DOCUMENT EXCERPT:
****************

We are all of opinion that the Court of Appeal (1968) 62 W.W.R. 707, were right in holding that they were justified in setting aside the assessment of damages made by the jury. In such circumstances they had jurisdiction under R. 36 of the British Columbia Court of Appeal Rules to reduce the damages instead of ordering a new trial. We find ourselves unable to say that in fixing the amount of damages the Court of Appeal erred in principle or that the figure at which they arrived was such as to represent a wholly erroneous estimate.

In my opinion, this cannot be taken as an express endorsement by this Court of the method of calculation expressed by Bull J.A. When discussing this issue, Bull J.A. stated that the correct procedure was to use a capitalization rate of five or six per cent, since there was evidence that six per cent was a normal and available rate of return on first-class securities, and not to build in any inflation rate at all. With respect, I cannot under-stand how thought is to be given to the possibility of inflation in calculating the award if no inflation factor is to be built into the calculation of the award. In his judgment, Bull J.A. further states, p. 723:

If inflationary trends appear, it may well be that the use to which the money is put, whatever it may be, will itself increase its own amount as part of an inflationary process. It is well known that interest rates, or the "wages" of money, rise in times of inflation.

****************

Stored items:
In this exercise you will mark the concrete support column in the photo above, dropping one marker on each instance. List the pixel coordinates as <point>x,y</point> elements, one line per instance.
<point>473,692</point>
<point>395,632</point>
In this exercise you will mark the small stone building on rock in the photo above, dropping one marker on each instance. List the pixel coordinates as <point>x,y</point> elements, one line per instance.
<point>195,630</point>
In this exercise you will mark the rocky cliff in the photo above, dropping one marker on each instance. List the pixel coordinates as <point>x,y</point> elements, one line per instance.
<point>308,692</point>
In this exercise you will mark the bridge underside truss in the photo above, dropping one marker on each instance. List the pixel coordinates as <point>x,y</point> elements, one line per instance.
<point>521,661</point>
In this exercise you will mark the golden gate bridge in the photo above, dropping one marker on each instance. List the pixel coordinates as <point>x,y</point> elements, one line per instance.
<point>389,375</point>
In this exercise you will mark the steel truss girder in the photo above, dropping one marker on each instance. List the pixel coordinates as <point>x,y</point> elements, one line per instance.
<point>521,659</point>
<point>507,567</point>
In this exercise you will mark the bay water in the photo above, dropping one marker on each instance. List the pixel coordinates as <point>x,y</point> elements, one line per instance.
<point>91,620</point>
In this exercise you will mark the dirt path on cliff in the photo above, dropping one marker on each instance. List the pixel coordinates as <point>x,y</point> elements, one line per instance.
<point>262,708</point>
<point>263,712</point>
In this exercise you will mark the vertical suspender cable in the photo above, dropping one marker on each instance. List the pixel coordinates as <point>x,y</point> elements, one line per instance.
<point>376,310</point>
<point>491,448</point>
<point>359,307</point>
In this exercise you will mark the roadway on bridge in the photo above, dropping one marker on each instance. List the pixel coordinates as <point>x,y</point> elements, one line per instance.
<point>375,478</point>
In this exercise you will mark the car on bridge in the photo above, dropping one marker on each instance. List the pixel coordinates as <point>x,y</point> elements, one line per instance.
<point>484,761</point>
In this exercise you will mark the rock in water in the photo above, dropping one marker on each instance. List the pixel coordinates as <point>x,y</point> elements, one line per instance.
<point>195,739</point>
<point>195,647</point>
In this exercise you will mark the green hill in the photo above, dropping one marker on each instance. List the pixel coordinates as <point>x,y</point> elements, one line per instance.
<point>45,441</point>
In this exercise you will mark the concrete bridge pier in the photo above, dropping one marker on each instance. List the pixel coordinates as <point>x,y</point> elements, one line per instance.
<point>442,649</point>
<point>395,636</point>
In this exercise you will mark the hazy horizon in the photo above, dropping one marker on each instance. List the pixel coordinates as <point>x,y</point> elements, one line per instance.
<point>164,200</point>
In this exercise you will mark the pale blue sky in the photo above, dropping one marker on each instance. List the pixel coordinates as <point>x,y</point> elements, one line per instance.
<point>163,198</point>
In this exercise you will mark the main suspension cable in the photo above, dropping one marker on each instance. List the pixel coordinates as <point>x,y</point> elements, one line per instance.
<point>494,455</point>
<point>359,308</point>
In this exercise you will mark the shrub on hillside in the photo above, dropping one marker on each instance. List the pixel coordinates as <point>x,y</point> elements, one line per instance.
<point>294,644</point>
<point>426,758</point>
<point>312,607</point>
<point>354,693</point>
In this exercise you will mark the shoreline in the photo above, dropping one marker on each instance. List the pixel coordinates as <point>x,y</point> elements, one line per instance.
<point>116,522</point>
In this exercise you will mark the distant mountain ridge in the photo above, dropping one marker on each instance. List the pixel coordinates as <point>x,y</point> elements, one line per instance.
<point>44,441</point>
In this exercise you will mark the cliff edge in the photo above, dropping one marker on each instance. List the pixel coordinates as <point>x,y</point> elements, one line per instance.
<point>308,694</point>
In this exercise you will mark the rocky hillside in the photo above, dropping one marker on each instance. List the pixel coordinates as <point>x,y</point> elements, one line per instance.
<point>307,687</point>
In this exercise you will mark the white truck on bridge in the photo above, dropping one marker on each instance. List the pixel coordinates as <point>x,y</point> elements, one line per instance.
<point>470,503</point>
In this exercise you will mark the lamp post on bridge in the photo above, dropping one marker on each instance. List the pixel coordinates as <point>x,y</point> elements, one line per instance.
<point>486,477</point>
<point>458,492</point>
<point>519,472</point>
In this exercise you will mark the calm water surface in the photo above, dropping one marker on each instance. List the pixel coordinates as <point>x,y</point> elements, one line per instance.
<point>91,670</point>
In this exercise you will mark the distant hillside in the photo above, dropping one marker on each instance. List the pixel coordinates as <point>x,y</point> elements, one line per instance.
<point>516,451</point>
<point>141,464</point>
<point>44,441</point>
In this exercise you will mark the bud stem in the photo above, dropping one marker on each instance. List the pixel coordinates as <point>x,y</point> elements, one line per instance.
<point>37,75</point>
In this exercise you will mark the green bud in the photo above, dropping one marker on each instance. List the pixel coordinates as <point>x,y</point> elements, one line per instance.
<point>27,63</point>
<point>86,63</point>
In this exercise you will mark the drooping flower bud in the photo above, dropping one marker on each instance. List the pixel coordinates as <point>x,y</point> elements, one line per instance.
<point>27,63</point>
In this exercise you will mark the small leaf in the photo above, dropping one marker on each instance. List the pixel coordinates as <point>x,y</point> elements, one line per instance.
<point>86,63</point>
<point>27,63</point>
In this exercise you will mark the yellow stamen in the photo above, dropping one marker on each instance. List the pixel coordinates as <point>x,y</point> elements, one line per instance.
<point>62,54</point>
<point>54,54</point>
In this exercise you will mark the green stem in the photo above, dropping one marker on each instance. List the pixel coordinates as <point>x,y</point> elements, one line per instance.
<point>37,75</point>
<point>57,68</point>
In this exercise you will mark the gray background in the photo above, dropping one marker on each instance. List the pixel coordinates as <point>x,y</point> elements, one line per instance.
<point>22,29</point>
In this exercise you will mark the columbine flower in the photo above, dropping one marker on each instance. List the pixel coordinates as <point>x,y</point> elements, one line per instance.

****************

TASKS TO COMPLETE:
1. Repeat the judgment excerpt between "We are all of" and "wholly erroneous estimate.", inclusive, replacing "jury" with "trial judge".
2. Answer these questions using the judgment excerpt.
(a) Under which rule did the Court of Appeal have jurisdiction to reduce the damages instead of ordering a new trial?
(b) What capitalization rate did Bull J.A. say was the correct one to use?
(c) According to the quoted passage, what rises in times of inflation?
The items have no connection to the judgment excerpt.

EXERCISE ANSWERS:
1.
We are all of opinion that the Court of Appeal (1968) 62 W.W.R. 707, were right in holding that they were justified in setting aside the assessment of damages made by the trial judge. In such circumstances they had jurisdiction under R. 36 of the British Columbia Court of Appeal Rules to reduce the damages instead of ordering a new trial. We find ourselves unable to say that in fixing the amount of damages the Court of Appeal erred in principle or that the figure at which they arrived was such as to represent a wholly erroneous estimate.

2.
(a) R. 36 of the British Columbia Court of Appeal Rules
(b) Five or six per cent
(c) Interest rates, or the "wages" of money